◆ Work instructions: Will you repeat the entries below word for word, from the very first line through the line that contains "x=290 y=389", including that line?

◆ Given data:
________________
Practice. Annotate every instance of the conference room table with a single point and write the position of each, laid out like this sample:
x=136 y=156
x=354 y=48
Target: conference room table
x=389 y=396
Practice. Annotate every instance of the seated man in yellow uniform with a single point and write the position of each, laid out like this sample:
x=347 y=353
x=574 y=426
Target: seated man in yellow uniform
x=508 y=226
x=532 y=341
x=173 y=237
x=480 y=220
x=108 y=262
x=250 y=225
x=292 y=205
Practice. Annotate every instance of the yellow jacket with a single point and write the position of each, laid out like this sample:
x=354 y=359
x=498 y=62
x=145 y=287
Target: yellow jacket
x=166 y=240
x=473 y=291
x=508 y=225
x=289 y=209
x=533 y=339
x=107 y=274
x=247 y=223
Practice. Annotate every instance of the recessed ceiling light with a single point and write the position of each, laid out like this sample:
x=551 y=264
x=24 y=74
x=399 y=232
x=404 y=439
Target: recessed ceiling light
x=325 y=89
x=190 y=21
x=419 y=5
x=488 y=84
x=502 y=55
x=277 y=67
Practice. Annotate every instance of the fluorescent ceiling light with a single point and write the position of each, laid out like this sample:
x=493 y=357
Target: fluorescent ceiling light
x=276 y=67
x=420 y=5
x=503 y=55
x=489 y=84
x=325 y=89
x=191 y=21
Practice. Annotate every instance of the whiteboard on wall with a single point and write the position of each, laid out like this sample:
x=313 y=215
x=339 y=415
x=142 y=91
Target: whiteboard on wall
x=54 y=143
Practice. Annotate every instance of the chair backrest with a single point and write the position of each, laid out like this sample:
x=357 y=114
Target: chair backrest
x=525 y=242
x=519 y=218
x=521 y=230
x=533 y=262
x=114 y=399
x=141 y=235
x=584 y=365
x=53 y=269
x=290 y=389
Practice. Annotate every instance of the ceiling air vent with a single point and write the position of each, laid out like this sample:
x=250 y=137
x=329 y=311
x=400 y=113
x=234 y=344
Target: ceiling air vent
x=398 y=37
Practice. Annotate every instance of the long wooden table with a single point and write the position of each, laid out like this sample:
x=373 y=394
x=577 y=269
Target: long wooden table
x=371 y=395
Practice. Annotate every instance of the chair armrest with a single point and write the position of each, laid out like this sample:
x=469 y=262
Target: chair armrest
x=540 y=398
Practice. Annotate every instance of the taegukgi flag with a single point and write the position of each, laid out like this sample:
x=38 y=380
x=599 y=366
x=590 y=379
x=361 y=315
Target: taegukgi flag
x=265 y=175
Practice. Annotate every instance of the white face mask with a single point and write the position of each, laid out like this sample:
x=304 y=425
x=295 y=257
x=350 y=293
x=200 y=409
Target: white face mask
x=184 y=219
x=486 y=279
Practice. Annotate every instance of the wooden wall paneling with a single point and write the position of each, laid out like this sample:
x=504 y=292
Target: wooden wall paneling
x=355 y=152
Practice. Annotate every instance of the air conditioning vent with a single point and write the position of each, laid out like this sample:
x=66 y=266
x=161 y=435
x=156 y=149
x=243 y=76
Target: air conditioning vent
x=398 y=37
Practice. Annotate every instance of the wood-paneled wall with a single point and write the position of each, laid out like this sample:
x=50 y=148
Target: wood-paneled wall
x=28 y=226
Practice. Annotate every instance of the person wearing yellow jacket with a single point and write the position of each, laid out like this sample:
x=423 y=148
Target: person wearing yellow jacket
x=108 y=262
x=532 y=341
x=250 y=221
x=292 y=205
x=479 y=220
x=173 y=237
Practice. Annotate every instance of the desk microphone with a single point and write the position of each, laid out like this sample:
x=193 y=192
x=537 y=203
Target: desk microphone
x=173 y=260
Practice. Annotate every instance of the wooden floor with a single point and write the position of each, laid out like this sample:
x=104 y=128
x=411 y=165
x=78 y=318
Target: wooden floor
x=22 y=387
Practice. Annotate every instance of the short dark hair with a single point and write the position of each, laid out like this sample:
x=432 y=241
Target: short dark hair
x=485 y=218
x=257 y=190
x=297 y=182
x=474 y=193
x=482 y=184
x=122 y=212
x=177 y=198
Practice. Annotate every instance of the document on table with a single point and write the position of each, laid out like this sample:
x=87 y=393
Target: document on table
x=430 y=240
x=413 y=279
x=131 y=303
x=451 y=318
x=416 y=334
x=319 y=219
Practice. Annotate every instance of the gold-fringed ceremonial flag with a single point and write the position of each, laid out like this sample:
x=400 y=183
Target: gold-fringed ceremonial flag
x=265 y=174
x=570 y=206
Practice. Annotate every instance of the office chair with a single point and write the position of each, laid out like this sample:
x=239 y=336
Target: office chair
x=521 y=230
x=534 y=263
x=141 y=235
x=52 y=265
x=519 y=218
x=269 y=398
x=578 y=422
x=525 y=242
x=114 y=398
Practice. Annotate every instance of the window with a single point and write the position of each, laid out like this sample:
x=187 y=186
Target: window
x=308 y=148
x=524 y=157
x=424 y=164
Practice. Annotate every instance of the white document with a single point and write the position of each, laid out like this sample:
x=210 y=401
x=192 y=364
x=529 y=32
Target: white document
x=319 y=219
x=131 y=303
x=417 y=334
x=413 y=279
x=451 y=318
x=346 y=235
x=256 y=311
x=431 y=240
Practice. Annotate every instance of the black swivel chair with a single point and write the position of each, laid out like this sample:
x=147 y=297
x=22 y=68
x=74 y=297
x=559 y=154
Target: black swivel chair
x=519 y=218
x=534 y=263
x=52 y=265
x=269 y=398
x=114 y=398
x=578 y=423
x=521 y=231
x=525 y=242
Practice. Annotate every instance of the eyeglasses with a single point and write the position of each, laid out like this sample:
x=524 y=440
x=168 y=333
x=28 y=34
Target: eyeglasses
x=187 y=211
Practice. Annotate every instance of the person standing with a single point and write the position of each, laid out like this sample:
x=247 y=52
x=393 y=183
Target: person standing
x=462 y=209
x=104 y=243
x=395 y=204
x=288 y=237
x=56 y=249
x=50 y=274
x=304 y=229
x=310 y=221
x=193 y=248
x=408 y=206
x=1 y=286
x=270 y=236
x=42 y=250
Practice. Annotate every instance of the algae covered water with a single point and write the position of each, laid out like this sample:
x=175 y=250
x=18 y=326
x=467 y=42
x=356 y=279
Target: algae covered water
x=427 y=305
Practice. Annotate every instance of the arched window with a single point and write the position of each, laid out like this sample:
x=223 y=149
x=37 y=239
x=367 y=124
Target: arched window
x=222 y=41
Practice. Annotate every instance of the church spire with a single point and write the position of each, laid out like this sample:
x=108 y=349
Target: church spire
________________
◆ Solution to the exercise:
Practice. Annotate every instance of the conference room table with a single point and write the position of each, laid out like this sample:
x=136 y=156
x=354 y=48
Target: conference room table
x=389 y=396
Practice. Annotate every instance of the seated man in yellow uniform with a single point and write the position of each, laid out like this sample:
x=347 y=353
x=574 y=426
Target: seated man in yellow uniform
x=508 y=226
x=532 y=341
x=173 y=237
x=480 y=220
x=108 y=262
x=250 y=225
x=292 y=205
Practice. Annotate every instance of the yellow jacket with a single point and write the position of each, laid out like this sample:
x=354 y=359
x=498 y=62
x=145 y=287
Target: yellow jacket
x=166 y=240
x=473 y=291
x=508 y=225
x=289 y=209
x=533 y=339
x=107 y=274
x=247 y=223
Practice. Annotate every instance of the recessed ceiling light with a single point and write the position of each, laid out like this sample:
x=551 y=264
x=24 y=74
x=399 y=232
x=404 y=439
Target: recessed ceiling light
x=325 y=89
x=190 y=21
x=419 y=5
x=488 y=84
x=502 y=55
x=277 y=67
Practice. Annotate every instance of the fluorescent ceiling light with a single point and write the position of each, laid out like this sample:
x=493 y=357
Target: fluorescent ceiling light
x=276 y=67
x=420 y=5
x=503 y=55
x=489 y=84
x=325 y=89
x=191 y=21
Practice. Annotate every instance of the whiteboard on wall with a single point and write the position of each, laid out like this sample:
x=313 y=215
x=339 y=415
x=142 y=91
Target: whiteboard on wall
x=54 y=143
Practice. Annotate every instance of the chair backrest with a single point and write the position of each, laid out like this sample:
x=357 y=114
Target: chair backrest
x=525 y=242
x=519 y=218
x=521 y=230
x=533 y=262
x=114 y=399
x=141 y=235
x=584 y=365
x=53 y=269
x=290 y=389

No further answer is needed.